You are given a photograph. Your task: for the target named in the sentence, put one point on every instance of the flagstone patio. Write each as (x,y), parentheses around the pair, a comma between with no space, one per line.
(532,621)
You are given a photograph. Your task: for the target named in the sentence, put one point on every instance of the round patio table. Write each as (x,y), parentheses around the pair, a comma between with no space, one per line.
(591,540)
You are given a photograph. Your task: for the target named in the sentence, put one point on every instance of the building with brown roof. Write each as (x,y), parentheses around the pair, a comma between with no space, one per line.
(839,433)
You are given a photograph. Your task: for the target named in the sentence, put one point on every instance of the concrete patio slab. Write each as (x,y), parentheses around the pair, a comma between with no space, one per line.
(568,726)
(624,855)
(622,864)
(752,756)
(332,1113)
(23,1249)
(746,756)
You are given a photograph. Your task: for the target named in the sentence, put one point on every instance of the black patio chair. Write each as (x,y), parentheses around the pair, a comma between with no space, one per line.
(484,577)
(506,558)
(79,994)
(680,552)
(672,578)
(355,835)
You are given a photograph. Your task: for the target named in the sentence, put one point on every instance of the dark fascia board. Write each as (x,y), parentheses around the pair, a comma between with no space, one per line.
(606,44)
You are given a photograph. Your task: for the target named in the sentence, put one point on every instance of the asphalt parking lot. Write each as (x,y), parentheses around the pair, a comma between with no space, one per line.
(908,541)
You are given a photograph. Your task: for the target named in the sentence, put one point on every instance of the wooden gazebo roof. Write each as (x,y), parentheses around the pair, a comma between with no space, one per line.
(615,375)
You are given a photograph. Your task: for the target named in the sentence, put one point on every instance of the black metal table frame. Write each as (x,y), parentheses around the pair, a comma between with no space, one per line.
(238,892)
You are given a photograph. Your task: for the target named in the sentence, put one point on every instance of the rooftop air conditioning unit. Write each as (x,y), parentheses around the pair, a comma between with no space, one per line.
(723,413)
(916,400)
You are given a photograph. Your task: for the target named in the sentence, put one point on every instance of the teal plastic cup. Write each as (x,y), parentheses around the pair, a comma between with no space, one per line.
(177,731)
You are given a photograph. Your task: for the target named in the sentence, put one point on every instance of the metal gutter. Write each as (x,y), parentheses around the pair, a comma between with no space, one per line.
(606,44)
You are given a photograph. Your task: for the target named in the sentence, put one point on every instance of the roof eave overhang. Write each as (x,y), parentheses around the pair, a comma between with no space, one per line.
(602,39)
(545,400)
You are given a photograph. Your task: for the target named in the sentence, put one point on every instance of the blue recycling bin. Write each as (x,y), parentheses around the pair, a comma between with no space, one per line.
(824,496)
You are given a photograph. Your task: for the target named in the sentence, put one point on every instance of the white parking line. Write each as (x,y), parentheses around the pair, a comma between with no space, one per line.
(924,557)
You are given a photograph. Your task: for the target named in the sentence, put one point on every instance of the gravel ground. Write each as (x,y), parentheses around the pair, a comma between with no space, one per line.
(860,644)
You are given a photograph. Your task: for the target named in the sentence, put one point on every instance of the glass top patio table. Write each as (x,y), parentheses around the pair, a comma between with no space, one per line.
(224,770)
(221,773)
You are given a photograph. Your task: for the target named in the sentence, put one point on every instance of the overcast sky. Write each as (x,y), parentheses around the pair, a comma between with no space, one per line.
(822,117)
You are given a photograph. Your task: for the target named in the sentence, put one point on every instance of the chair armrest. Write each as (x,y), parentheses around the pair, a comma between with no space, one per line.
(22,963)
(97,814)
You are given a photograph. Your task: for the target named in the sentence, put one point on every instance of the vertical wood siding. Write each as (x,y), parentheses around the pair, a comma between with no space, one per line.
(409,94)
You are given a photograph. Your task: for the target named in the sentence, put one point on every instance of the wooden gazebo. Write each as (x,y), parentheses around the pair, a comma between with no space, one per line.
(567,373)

Stated goal:
Each line of the listing above should be output exactly.

Finished exercise:
You are given a photograph. Your task: for the target named in the sentence, put one point on every instance of the flagstone patio. Write each as (x,y), parentheses around the pair, a comma between with no space, one per line.
(532,621)
You are given a photograph. Your task: for the target named in the sentence, put one point on every instance of the round patio table. Write each as (x,y), parentheses around the pair, a comma between with no space, one per line.
(591,540)
You are given a photograph. Your task: for the target named in the sentence, put one point on every instance of the building with brown roof. Write each as (x,y), parentheses around the pair, a comma between with no space, one per line.
(839,433)
You are given a photograph. Your task: for the target named in the sentence, put one point on every instance of the concrete patio slab. Write each as (x,y), parentheses around the pair, a comma between with no space, one per line.
(568,726)
(624,855)
(622,864)
(752,756)
(332,1113)
(23,1249)
(746,756)
You are given a photograph. Your task: for the target named in the sentence, put one point on every instance of the black patio chair. Write each as (x,y), parentheses around the pair, a comma between with no space, one per line.
(484,577)
(506,558)
(79,994)
(680,552)
(672,578)
(355,835)
You are given a photograph. Your task: for the target named in the sentence, put one point on every instance of the dark fascia board. Write each as (x,y), parentheses around the pair, a comma between with no space, one per line.
(606,44)
You are given a photograph. Your task: for the target named in the sentence, put one point on every instance of the asphalt parking lot. Write each as (x,y), parentheses around the pair, a comma between with no space, one per line.
(908,541)
You are given a photograph. Your task: for the target named in the sentence, put one point on every instance of the wooden gazebo roof. Write each as (x,y), parentheses around the pair, a comma between with no space, one per line.
(615,375)
You are given a photograph. Your task: for the target named in the sentence, put one point on every instance of the black metal table frame. Write each as (x,y), parentheses around the pair, a comma between with no space, one per line.
(238,892)
You are given a photograph. Your task: for the target named in the sentence, put one point on every instance of the rooftop air conditioning unit. Write each as (x,y), parentheses around the pair, a comma between with no space, one per line.
(723,413)
(916,400)
You are given a photograph. Your task: for the target named in the sentence, put one point on every instance of the teal plastic cup. Write each as (x,y), parentheses around the pair, a comma between with no space, one per line.
(177,731)
You are given a photograph. Your task: for the target named in the sentence, put one point on every instance of the metal gutter. Write each as (x,y), parentheses around the pair, a comma between with no space, one per line.
(606,44)
You are given a photograph. Your task: for the target named in the sentence, put one point on every instance of the roof eave overhang. Write each as (x,y), parentheses around the pair, a comma between with no space, one per line.
(602,39)
(545,400)
You are given a photograph. Your task: for the target named in the sentence, put one point on every instance of the blue recycling bin. Write each as (x,y), parentheses around the pair, a comma between with no space, one per line.
(824,496)
You are given a photograph. Your task: for the target named in the sentence, put one point on every instance of the white parking line. Write each as (x,y), parentheses around the pair, a comma between with no space, one per line.
(924,557)
You are given a photograph. Your task: for the target named in the sentence, put one point on every instance of the gravel ground. Write each as (x,y), parentheses around the pair, a comma between with no space, one per line.
(860,644)
You are given a photograph. Your task: for the target named in the sentence, put one point on every instance of the glass top patio table. Write each as (x,y), parentheses around the pair, a comma between with no space, one per line.
(224,770)
(221,773)
You are given a photograph. Your task: for the target named in the sentence, put one point on every instance of the overcast sky. Write each as (x,y), parentheses around the pair, a comma between with no space, one per line.
(822,117)
You are given a photograph. Your task: for the target named in the sentence, put one point on every instance of the chair armrest. Write each as (x,y), parentheses around the pair, a comma between with no space, one per line.
(22,963)
(97,814)
You are given a photograph. Your task: for the target named in the sentence, put one point on every instance of the vertical wood siding. Write each as (x,y), parentheses around the pair, a comma between with no space, one per line.
(409,94)
You are given a photograph. Your task: for the target named in the sentence, put one point on every instance of the wooden gazebo. Write each as (x,y), parentheses around the pair, a comma between with no space, one per line.
(567,373)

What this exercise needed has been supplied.